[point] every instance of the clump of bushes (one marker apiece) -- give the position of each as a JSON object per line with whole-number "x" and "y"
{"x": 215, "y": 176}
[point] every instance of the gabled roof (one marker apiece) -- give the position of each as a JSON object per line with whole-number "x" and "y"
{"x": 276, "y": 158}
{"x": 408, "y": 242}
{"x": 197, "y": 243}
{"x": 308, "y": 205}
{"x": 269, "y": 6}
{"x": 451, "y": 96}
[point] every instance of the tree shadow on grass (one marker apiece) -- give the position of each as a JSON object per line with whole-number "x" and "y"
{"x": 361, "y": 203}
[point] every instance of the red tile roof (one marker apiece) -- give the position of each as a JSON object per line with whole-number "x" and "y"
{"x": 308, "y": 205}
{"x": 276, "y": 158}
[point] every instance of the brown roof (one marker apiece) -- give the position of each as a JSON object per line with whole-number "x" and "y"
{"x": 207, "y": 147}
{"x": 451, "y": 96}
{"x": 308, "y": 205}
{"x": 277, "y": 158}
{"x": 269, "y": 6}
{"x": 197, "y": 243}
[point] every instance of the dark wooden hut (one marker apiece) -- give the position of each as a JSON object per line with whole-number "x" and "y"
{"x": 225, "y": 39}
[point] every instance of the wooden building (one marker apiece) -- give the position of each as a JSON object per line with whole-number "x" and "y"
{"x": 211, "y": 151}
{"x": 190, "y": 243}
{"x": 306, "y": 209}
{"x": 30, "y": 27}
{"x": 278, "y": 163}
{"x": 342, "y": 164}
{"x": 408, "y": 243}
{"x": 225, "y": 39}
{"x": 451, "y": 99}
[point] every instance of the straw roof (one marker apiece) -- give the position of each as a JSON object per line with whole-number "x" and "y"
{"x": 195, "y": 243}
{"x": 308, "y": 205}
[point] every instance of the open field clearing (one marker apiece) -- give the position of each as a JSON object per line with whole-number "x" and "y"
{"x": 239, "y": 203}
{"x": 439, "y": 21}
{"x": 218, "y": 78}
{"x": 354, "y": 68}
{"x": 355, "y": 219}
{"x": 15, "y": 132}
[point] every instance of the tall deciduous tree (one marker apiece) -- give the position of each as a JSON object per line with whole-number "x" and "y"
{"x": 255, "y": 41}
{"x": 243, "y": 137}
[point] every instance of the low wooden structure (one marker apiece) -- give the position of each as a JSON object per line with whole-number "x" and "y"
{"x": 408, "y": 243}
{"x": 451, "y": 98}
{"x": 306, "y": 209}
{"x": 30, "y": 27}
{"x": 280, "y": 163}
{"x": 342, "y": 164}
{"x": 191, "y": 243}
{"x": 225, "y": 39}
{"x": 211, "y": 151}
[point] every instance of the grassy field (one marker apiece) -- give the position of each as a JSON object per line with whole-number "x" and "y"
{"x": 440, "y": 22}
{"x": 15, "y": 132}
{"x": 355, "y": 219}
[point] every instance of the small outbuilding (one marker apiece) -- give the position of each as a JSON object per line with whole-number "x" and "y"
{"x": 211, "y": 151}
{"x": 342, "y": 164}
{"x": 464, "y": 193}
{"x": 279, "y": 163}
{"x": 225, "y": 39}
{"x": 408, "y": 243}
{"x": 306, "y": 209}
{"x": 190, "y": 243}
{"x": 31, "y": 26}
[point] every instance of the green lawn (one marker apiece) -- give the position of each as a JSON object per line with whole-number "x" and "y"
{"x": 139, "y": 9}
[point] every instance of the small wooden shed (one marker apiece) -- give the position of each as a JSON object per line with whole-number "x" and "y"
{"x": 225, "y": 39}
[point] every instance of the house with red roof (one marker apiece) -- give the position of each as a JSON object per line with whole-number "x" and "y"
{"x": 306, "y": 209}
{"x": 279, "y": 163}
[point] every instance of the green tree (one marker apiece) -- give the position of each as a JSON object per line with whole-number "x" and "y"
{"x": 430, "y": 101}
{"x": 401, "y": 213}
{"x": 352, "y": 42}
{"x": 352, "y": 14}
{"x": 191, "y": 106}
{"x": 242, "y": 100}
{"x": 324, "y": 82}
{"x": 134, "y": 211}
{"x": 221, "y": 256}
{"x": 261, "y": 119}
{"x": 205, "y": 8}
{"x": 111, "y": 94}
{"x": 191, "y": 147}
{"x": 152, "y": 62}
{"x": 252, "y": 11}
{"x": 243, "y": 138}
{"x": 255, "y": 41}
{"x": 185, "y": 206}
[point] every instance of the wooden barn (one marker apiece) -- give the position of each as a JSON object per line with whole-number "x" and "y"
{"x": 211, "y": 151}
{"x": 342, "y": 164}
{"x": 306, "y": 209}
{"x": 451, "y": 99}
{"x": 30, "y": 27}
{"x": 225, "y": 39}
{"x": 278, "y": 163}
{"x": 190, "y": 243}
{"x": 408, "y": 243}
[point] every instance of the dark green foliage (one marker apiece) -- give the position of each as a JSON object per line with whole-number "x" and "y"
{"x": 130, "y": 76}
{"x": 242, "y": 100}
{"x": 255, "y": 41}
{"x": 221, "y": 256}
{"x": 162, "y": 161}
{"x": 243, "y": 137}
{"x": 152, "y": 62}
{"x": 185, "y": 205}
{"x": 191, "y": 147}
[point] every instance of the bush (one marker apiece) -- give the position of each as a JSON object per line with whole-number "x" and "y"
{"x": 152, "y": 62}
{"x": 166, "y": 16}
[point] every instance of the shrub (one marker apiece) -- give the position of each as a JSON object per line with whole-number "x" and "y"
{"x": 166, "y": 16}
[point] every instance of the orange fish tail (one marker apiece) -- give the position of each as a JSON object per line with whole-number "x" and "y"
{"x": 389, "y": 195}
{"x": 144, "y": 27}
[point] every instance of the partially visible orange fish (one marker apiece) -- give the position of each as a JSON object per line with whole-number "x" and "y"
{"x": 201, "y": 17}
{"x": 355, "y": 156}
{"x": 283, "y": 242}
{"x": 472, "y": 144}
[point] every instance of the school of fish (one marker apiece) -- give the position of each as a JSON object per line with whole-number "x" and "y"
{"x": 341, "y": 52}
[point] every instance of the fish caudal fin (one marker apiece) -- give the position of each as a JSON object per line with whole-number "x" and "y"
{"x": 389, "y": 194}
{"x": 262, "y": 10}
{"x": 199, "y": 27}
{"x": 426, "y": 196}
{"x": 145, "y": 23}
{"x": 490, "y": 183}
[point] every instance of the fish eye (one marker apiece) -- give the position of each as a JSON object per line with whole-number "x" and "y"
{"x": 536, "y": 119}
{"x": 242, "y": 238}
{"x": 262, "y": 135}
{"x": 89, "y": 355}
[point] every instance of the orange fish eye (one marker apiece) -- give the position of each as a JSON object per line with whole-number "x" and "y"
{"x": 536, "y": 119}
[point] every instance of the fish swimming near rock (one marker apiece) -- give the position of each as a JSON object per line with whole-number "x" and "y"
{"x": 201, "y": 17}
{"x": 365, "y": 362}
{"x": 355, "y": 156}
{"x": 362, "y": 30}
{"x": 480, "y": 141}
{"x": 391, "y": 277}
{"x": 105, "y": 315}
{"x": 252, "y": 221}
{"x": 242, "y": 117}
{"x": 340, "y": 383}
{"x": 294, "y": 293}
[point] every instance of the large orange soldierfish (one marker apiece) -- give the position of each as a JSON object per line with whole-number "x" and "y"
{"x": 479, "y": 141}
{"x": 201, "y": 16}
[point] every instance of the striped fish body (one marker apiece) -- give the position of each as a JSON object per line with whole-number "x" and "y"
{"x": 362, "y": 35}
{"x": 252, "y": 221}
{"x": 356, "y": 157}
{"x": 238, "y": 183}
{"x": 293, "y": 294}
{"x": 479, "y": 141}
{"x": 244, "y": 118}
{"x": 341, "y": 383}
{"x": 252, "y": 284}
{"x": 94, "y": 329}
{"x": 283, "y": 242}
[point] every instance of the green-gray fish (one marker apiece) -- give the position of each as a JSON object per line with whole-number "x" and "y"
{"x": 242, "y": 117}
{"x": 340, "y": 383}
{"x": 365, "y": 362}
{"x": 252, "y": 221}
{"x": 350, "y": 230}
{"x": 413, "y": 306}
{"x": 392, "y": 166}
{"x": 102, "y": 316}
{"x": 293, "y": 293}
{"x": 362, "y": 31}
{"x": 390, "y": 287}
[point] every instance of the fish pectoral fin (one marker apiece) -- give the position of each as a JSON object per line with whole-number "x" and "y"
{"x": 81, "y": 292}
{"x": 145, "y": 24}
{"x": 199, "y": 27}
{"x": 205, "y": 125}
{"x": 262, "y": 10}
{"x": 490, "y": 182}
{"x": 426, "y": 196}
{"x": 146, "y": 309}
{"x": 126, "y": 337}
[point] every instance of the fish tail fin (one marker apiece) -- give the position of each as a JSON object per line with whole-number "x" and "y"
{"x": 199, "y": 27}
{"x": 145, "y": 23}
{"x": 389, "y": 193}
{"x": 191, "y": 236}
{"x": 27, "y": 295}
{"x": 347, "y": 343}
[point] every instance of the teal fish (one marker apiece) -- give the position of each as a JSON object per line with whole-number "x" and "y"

#### [Set task]
All lines from the one containing "[point] every instance of the fish tail" through the final line of the listing above are to be reproduced exactly; include both and add nothing.

#### [Exercise result]
[point] every instance of the fish tail fin (one marker apiece) -- give the position of each as a JSON object per line with whole-number "x" and "y"
{"x": 199, "y": 27}
{"x": 145, "y": 23}
{"x": 389, "y": 193}
{"x": 191, "y": 236}
{"x": 27, "y": 295}
{"x": 347, "y": 343}
[point] every instance of the teal fish (one marker apiece) -- give the position of each as a JSON object per line with whole-number "x" and "y"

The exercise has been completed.